Extracted text »
————
Giants might actually have existed. Here's why

Giants are some of the most famous monsters of myth and legend. As Claire Cock-Starkey of Mental Floss tells us, tons of cultures have their own versions of the mighty man-mountains, from Atlas and Orion of the Greek legends to the Biblical Goliath.The famous Irish basalt column landmark Giant's Causeway is closely associated with the legend of Finn McCool, a giant who's said to have built the Causeway as a bridge to Scotland. Unfortunately, McCool did this to get to the Scottish giant Benandonner, who turned out to be much bigger and scarier, and the Irish giant ultimately had to dress as a baby to trick the behemoth into believing there was an even larger Daddy McCool roaming about. 

Yep, giants were everywhere in ancient history. Per Encyclopedia Britannica, many cultures believed that they were either primordial beings that ruled the earth before men, or actual, gigantic humans before people deteriorated to their current size. But could there be a hint of truth behind the legend? Could giants have ... actually existed?

Giants are real, but they don't have it easy

Sure, giants exist. Haven't you heard about Andre the Giant? We're not just being clever, here. Per Health Direct, rare conditions like gigantism and acromegaly (which also affects their body's proportions) can cause people to grow well past the norm, to a point that an average person might well consider them to be giants. This is often caused by a tumor in the brain's growth hormone-producing pituitary gland, or a rare genetic condition. 

Gigantism can be treated with drugs, surgery and radiotherapy, and when it goes unchecked, you pretty much grow until you stop, on account of dying before your time. Case in point: According to Guinness World Records, the tallest man in the world was a fellow called Robert Wadlow. His condition went untreated, and as a result, he was a whopping 8'11.1" tall before his untimely death at 22. 

So, yeah. Life with gigantism might not be particularly nice, and presumably, it wasn't any nicer back in the days when there was no medical understanding of the condition. Imagine what a man like Wadlow would have looked like to a random peasant back in the 14th century. Imagine a 9th-century monk coming across Andre the Giant in the woods. Wouldn't they spin a tall tale or two out of such an encounter?
————
What the task requires » Print the passage from the article on giants word for word, starting at "Sure, giants exist." and ending at "rare genetic condition.".

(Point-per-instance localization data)
————
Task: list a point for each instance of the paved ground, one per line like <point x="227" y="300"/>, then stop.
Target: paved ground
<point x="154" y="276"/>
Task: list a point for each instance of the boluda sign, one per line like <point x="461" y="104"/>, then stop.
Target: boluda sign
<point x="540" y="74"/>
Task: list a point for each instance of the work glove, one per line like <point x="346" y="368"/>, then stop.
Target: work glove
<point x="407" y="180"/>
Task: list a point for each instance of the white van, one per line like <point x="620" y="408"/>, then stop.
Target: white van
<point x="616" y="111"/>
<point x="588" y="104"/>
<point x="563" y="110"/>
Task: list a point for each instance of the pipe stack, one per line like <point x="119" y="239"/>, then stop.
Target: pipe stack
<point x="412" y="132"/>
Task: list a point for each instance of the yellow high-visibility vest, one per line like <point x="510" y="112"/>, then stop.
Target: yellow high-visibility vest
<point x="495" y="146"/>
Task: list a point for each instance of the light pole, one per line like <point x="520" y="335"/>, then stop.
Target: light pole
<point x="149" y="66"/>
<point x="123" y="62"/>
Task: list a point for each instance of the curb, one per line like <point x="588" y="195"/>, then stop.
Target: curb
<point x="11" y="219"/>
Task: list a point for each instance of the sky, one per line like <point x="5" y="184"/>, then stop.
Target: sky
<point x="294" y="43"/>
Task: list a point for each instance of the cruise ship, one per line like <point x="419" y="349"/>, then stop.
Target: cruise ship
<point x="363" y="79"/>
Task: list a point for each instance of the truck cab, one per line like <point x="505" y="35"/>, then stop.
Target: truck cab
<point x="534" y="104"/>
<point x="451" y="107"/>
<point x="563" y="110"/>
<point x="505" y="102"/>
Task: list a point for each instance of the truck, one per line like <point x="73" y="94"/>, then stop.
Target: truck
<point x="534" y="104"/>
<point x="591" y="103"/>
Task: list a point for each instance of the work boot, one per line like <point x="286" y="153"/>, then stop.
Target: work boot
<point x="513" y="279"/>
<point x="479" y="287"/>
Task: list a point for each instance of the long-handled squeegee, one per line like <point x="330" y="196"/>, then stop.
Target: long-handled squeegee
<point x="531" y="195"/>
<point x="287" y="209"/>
————
Response to the task »
Sure, giants exist. Haven't you heard about Andre the Giant? We're not just being clever, here. Per Health Direct, rare conditions like gigantism and acromegaly (which also affects their body's proportions) can cause people to grow well past the norm, to a point that an average person might well consider them to be giants. This is often caused by a tumor in the brain's growth hormone-producing pituitary gland, or a rare genetic condition.